*DATASET EXTRACT:*
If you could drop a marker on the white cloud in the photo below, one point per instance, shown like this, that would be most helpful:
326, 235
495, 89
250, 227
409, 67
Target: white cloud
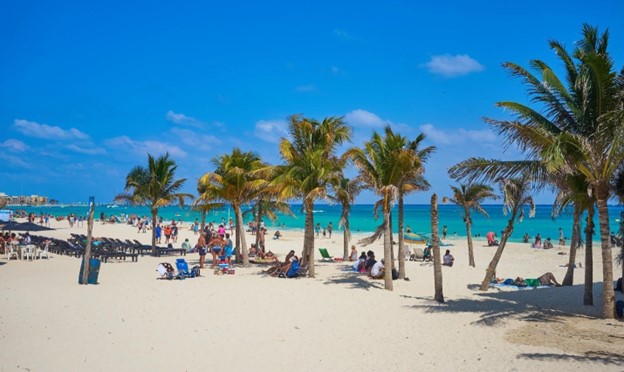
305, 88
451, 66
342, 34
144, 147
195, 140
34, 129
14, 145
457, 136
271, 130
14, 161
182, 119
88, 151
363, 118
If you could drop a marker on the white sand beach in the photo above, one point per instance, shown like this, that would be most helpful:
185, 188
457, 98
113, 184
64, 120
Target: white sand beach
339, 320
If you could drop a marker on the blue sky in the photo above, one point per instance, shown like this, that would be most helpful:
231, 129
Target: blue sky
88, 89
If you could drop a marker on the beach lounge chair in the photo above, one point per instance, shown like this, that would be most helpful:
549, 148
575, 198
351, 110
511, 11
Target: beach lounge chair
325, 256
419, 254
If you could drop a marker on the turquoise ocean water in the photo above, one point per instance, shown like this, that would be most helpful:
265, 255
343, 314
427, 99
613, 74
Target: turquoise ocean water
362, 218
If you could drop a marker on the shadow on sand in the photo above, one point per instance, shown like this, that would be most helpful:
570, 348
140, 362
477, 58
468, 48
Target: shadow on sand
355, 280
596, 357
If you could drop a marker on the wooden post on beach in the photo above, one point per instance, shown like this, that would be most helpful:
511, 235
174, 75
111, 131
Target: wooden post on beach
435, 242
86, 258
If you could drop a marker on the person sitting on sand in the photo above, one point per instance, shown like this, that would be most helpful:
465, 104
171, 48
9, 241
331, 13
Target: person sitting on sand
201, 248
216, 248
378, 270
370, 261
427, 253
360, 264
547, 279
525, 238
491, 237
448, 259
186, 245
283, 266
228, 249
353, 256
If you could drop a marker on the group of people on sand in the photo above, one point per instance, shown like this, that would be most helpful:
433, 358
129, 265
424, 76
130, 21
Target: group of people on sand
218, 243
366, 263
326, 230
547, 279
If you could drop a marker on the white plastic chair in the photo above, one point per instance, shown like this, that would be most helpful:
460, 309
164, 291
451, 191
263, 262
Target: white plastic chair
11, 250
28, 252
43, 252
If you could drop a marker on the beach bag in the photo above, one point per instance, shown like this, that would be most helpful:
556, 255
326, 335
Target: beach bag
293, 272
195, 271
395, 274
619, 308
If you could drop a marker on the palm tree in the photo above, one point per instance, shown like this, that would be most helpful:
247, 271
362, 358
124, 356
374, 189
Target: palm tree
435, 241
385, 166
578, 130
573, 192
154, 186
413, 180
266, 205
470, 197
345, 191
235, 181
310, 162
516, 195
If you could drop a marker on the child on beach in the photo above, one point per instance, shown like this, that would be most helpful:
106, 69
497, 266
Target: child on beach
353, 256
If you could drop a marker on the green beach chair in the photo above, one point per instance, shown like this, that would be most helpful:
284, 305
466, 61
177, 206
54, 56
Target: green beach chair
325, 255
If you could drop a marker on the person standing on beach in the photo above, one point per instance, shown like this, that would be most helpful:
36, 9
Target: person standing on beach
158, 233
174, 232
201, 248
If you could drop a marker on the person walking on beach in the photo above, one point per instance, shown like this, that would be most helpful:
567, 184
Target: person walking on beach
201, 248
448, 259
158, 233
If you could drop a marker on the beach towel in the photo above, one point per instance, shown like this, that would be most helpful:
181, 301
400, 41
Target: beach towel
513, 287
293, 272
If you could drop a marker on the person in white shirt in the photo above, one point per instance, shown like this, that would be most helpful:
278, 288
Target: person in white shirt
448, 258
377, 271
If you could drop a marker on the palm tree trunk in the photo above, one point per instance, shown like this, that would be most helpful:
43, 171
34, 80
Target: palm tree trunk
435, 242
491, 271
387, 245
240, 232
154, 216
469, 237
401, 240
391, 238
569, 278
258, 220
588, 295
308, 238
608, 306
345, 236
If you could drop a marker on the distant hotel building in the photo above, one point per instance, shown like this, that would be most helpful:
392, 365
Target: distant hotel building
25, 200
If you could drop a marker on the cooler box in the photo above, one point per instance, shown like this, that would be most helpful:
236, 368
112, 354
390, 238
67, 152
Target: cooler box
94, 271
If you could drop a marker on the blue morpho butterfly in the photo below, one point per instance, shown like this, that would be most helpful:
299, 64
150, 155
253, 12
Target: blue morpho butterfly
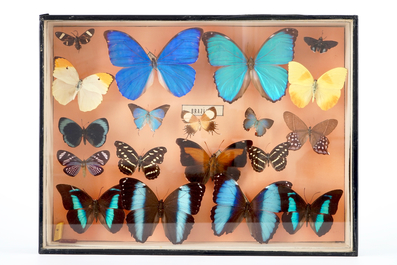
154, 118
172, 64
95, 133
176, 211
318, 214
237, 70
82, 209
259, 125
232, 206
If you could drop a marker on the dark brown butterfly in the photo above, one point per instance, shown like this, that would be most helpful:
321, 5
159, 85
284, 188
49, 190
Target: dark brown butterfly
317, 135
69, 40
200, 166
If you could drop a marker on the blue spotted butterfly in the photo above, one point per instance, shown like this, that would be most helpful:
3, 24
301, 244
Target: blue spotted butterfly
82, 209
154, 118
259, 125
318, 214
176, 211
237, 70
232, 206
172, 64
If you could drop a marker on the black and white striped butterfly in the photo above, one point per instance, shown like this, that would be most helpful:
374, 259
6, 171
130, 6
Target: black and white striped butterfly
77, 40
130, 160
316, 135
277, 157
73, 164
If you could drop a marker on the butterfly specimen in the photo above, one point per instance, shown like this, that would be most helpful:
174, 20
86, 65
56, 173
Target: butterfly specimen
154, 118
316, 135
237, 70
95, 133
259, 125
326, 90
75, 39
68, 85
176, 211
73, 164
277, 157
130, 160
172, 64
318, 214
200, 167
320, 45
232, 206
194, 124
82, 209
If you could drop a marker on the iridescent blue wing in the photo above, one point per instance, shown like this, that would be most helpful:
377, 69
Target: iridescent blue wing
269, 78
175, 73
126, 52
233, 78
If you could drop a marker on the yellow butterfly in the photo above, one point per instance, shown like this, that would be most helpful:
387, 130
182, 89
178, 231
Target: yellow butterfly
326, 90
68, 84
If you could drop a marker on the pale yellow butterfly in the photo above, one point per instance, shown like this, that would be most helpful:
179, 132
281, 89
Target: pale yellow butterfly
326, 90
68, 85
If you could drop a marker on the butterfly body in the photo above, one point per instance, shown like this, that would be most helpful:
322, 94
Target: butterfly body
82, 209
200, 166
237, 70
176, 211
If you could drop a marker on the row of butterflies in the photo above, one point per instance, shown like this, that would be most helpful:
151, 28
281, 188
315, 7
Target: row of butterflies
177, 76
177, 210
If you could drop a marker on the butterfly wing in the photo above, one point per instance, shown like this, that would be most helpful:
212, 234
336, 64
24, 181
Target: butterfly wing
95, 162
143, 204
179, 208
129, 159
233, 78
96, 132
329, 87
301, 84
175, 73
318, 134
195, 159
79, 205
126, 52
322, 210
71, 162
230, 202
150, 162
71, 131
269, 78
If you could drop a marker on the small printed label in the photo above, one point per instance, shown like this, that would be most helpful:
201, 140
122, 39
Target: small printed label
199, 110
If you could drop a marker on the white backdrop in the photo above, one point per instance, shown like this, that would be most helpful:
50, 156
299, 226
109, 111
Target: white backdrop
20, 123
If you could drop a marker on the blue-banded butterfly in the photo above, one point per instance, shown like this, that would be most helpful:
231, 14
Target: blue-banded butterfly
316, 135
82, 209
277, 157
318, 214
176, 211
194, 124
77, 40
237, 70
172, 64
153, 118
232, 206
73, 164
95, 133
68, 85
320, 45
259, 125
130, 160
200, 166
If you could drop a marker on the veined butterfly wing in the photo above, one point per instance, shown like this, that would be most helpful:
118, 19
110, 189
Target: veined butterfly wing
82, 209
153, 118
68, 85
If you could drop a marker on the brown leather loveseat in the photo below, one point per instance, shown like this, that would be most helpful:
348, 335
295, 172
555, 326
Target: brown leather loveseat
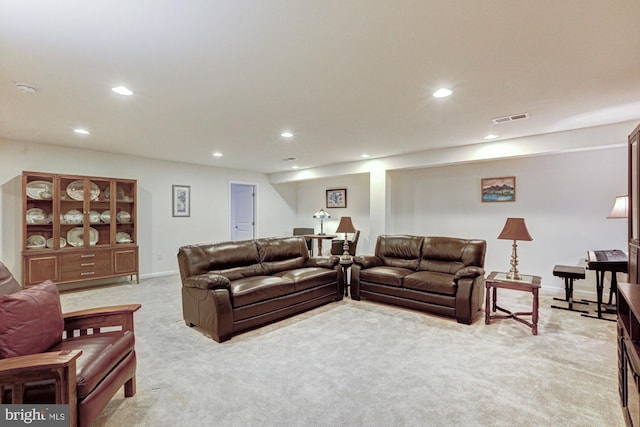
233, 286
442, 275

*EXERCISE DIRECTIONS:*
Rewrite the lines above as a JSON list of strings, one string per line, with blank lines omitted. Leave the pictures out of the list.

*RESPONSE:*
[
  "If you could drop a marker on the white cloud in the photo below, one point per instance, shown like this, that would be most helpful:",
  "326, 235",
  "495, 89",
  "250, 227",
  "409, 67",
  "Target: white cloud",
  "305, 88",
  "451, 66",
  "342, 34",
  "144, 147",
  "195, 140",
  "34, 129",
  "14, 145",
  "457, 136",
  "271, 130",
  "14, 161",
  "182, 119",
  "88, 151",
  "363, 118",
  "If you could drop a marker on the white sand beach in the photo above, one point per instance, shown like this, that would be most helpful:",
  "185, 188",
  "457, 98",
  "113, 184",
  "64, 120",
  "Target: white sand beach",
  "339, 320",
  "If you could drop a marker on the blue sky in the photo above, one point per instance, shown like this, that would be most helpful:",
  "231, 129",
  "Target: blue sky",
  "88, 89",
  "If you could drop a marker on the beach lounge chair in the photo above, one point per instance, shown like this, that would be most helpful:",
  "549, 148",
  "575, 198",
  "351, 110",
  "511, 11",
  "Target: beach lounge chair",
  "325, 256",
  "419, 254",
  "If you could drop a marker on the turquoise ocean water in the photo above, one point per instance, shown like this, that would be most helpful:",
  "265, 255",
  "343, 314",
  "427, 99",
  "613, 74",
  "Target: turquoise ocean water",
  "362, 218",
  "If you could drop a marker on the shadow on sand in the photo above, one point per instance, shown like this, that would be most helpful:",
  "570, 348",
  "140, 362",
  "477, 58",
  "468, 48",
  "Target: shadow on sand",
  "355, 280",
  "596, 357",
  "If you could drop a marker on the wooden post on beach in the photo above, one point per instance, shown like this, that would be most helpful:",
  "511, 235",
  "174, 75",
  "111, 131",
  "Target: wooden post on beach",
  "435, 242",
  "86, 258",
  "If you could drop a marker on the person sitting on sand in the photo above, one point per instance, shown like this, that would be most helpful:",
  "465, 104",
  "171, 48",
  "9, 241",
  "331, 13",
  "Target: person sitting on sand",
  "201, 248",
  "216, 248",
  "378, 270",
  "370, 261",
  "427, 253",
  "360, 264",
  "547, 279",
  "525, 238",
  "491, 237",
  "448, 259",
  "186, 245",
  "283, 266",
  "228, 249",
  "353, 256",
  "If you could drop a marker on the group of people on sand in the photo above, one point per instance, shown like this, that would be most helpful:",
  "433, 358",
  "129, 265",
  "424, 76",
  "130, 21",
  "Target: group of people on sand",
  "218, 243",
  "366, 263",
  "326, 230",
  "547, 279",
  "If you could drop a marker on the white plastic chair in the photo above, one point per instance, shown like this, that would be most helpful:",
  "460, 309",
  "164, 291",
  "451, 191",
  "263, 262",
  "Target: white plastic chair",
  "11, 250",
  "28, 252",
  "43, 252",
  "If you could drop a marker on the beach bag in the photo above, one point per instance, shown like this, that would be most helpful:",
  "556, 255",
  "326, 335",
  "Target: beach bag",
  "293, 272",
  "195, 271",
  "395, 274",
  "619, 308",
  "If you could drop a marker on the palm tree in the photo above, one point per instance, shown like this, that would be most helpful:",
  "247, 271",
  "362, 358",
  "124, 356",
  "374, 189",
  "Target: palm tree",
  "435, 241",
  "385, 166",
  "578, 130",
  "573, 192",
  "154, 186",
  "413, 180",
  "266, 205",
  "470, 197",
  "345, 191",
  "235, 181",
  "310, 162",
  "516, 195",
  "If you could drop a marker on the child on beach in the photo above, one point per instance, shown like this, that would be most helpful:",
  "106, 69",
  "497, 266",
  "Target: child on beach",
  "353, 256",
  "If you could drop a marker on the green beach chair in the photo above, one point per instance, shown like this, that would be most helpful:",
  "284, 305",
  "466, 61",
  "177, 206",
  "54, 56",
  "Target: green beach chair",
  "325, 255",
  "If you could drop a marker on the person standing on beach in the photo above, one point per instance, shown like this, that would be most helpful:",
  "36, 9",
  "Target: person standing on beach",
  "158, 233",
  "174, 232",
  "201, 248",
  "If you could drop a marker on the person walking on beach in the photo above, one point per instance, shown like this, that would be most helpful:",
  "567, 184",
  "Target: person walking on beach",
  "201, 248",
  "448, 259",
  "158, 233",
  "If you could drop a marker on the beach towel in the photo above, one point per instance, shown like this, that would be most helpful:",
  "181, 301",
  "400, 41",
  "Target: beach towel",
  "513, 287",
  "293, 272",
  "If you could drop a marker on the person in white shirt in the photo above, one point per instance, shown like this, that would be most helpful:",
  "278, 288",
  "Target: person in white shirt",
  "448, 258",
  "377, 271",
  "If you could drop a marker on the palm tree trunk in the photo above, one point per instance, shown like this, that would be most helpful:",
  "43, 171",
  "34, 80",
  "Target: palm tree trunk",
  "435, 242",
  "491, 271",
  "387, 245",
  "240, 232",
  "154, 216",
  "469, 237",
  "401, 240",
  "391, 238",
  "569, 278",
  "258, 220",
  "588, 295",
  "308, 238",
  "608, 306",
  "345, 236",
  "If you could drop a marker on the distant hotel building in the photo above, one point per instance, shown like this, that would be most helpful:",
  "392, 365",
  "Target: distant hotel building",
  "25, 200",
  "If you could drop a marker on the cooler box in the photo above, one point per instance, shown like this, that would be most helpful:",
  "236, 368",
  "112, 354",
  "390, 238",
  "67, 152",
  "Target: cooler box",
  "94, 271",
  "If you could drop a marker on the blue morpho butterfly in the photo below, one point per instance, shown like this, that would be most helpful:",
  "299, 64",
  "150, 155",
  "253, 12",
  "Target: blue morpho butterfly",
  "154, 118",
  "172, 64",
  "95, 133",
  "176, 211",
  "318, 214",
  "237, 70",
  "82, 209",
  "259, 125",
  "232, 206",
  "If you could drop a marker on the dark brown butterfly in the photo above, one point per instance, shown like this, that would be most helpful:",
  "321, 5",
  "159, 85",
  "284, 188",
  "49, 190",
  "Target: dark brown butterfly",
  "317, 135",
  "69, 40",
  "200, 166",
  "If you could drop a marker on the blue spotted butterfly in the photo above, one point per instance, shown like this, that would be most helpful:",
  "3, 24",
  "301, 244",
  "Target: blue spotted butterfly",
  "82, 209",
  "154, 118",
  "259, 125",
  "318, 214",
  "176, 211",
  "237, 70",
  "232, 206",
  "172, 64",
  "If you could drop a marker on the black and white striped butterfly in the photo above, one point per instance, shown like this, that would be most helpful:",
  "374, 259",
  "6, 171",
  "130, 6",
  "Target: black and white striped butterfly",
  "77, 40",
  "130, 160",
  "316, 135",
  "277, 157",
  "73, 164",
  "If you could drop a marker on the butterfly specimen in the photo above, one point per instance, shown like this, that would be most helpful:",
  "174, 20",
  "86, 65",
  "56, 173",
  "Target: butterfly specimen",
  "154, 118",
  "316, 135",
  "237, 70",
  "95, 133",
  "259, 125",
  "326, 90",
  "75, 39",
  "68, 85",
  "176, 211",
  "73, 164",
  "277, 157",
  "130, 160",
  "172, 64",
  "318, 214",
  "200, 167",
  "320, 45",
  "232, 206",
  "194, 124",
  "82, 209",
  "If you could drop a marker on the iridescent blue wing in the photo above, one point per instance, shown like this, that would be most helpful:",
  "377, 69",
  "Target: iridescent blue wing",
  "269, 78",
  "175, 73",
  "126, 52",
  "233, 78",
  "If you could drop a marker on the yellow butterfly in the photo above, one point per instance, shown like this, that would be most helpful:",
  "387, 130",
  "182, 89",
  "178, 231",
  "Target: yellow butterfly",
  "326, 90",
  "68, 84",
  "If you could drop a marker on the pale yellow butterfly in the photo above, one point per instance, shown like this, that would be most helpful:",
  "179, 132",
  "281, 89",
  "Target: pale yellow butterfly",
  "326, 90",
  "68, 85",
  "If you could drop a marker on the butterfly body in the photo above, one point per instance, shown like this, that would be most helpful:",
  "322, 94",
  "Target: butterfly body",
  "82, 209",
  "200, 166",
  "237, 70",
  "176, 211",
  "If you could drop a marker on the row of butterflies in the photo above, one point per instance, shown like this, that would be most helpful:",
  "151, 28",
  "281, 188",
  "315, 7",
  "Target: row of butterflies",
  "177, 76",
  "177, 210",
  "If you could drop a marker on the butterfly wing in the photo above, one point per instance, shown like this, that would be most helpful:",
  "212, 234",
  "336, 64",
  "24, 181",
  "Target: butterfly wing",
  "95, 162",
  "143, 204",
  "179, 208",
  "129, 159",
  "233, 78",
  "96, 132",
  "329, 87",
  "301, 84",
  "175, 73",
  "318, 134",
  "195, 159",
  "79, 205",
  "126, 52",
  "322, 210",
  "71, 162",
  "230, 202",
  "150, 162",
  "71, 131",
  "269, 78",
  "If you could drop a marker on the small printed label in the photo above, one point per instance, shown like this, that would be most helpful:",
  "201, 140",
  "122, 39",
  "Target: small printed label",
  "199, 110",
  "If you could drop a marker on the white backdrop in the photo above, one point per instance, shown like this, that would be most helpful:",
  "50, 156",
  "299, 226",
  "109, 111",
  "Target: white backdrop",
  "20, 123",
  "If you could drop a marker on the blue-banded butterfly in the photo above, one point per instance, shown like this, that would be most helpful:",
  "231, 14",
  "Target: blue-banded butterfly",
  "316, 135",
  "82, 209",
  "277, 157",
  "318, 214",
  "176, 211",
  "194, 124",
  "77, 40",
  "237, 70",
  "172, 64",
  "153, 118",
  "232, 206",
  "73, 164",
  "95, 133",
  "68, 85",
  "320, 45",
  "259, 125",
  "130, 160",
  "200, 166",
  "If you could drop a marker on the veined butterfly wing in the photo above, one point per instance, shown like this, that would be most helpful:",
  "118, 19",
  "110, 189",
  "Target: veined butterfly wing",
  "82, 209",
  "153, 118",
  "68, 85",
  "If you could drop a marker on the brown leather loveseat in the photo below, one point per instance, shown like this, that would be most helpful:",
  "348, 335",
  "295, 172",
  "555, 326",
  "Target: brown leather loveseat",
  "233, 286",
  "442, 275"
]